> [Written problem]: Please pick out and copy every line in the items below that contains the string "skin". Case counts.

> [Provided entries]:
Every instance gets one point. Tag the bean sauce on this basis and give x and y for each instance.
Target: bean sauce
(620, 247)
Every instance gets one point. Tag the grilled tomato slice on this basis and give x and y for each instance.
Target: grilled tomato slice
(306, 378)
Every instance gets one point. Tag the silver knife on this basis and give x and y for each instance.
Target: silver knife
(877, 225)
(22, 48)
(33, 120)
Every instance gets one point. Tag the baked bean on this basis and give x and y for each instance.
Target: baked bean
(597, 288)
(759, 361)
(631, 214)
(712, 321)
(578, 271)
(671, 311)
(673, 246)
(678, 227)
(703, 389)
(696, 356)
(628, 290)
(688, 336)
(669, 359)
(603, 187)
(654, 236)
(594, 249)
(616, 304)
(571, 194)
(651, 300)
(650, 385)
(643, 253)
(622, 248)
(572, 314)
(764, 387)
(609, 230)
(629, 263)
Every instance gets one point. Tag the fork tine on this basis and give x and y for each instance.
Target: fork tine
...
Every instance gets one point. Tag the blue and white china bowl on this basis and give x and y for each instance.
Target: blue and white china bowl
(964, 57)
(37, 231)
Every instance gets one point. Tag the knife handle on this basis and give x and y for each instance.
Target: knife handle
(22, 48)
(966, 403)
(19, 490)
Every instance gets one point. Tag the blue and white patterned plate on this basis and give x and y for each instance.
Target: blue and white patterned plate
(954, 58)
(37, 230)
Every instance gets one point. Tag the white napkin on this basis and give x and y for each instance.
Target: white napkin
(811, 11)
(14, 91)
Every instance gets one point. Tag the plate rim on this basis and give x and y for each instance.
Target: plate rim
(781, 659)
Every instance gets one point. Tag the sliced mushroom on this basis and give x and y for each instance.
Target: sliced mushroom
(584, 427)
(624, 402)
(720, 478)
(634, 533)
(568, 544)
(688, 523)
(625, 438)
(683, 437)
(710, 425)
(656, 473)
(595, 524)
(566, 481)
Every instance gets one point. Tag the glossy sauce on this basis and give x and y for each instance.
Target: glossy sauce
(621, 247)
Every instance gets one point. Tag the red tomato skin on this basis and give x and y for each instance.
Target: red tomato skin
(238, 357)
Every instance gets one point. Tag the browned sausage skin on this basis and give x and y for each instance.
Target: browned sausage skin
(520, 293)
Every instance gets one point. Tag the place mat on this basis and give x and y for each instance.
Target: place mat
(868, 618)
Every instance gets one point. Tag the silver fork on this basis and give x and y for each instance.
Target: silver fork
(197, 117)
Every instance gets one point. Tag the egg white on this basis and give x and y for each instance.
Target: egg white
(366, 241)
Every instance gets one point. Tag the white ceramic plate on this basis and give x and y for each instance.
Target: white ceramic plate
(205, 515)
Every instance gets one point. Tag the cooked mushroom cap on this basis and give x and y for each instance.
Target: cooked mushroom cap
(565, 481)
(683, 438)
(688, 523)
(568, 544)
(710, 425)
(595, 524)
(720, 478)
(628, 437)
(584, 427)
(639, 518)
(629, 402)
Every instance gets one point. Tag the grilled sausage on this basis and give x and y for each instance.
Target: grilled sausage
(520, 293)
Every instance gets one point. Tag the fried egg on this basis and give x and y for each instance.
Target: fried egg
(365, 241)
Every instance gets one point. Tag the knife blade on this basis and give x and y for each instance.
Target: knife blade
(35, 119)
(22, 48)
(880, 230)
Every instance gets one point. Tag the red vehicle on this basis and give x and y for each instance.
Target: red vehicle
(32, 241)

> [Result of the exercise]:
Every instance gets one point. Tag the red tomato skin on this basis and give x and y for each instance.
Target: red tomato skin
Every instance gets one point. Tag the browned sausage skin on this basis and give x and y for each instance.
Target: browned sausage skin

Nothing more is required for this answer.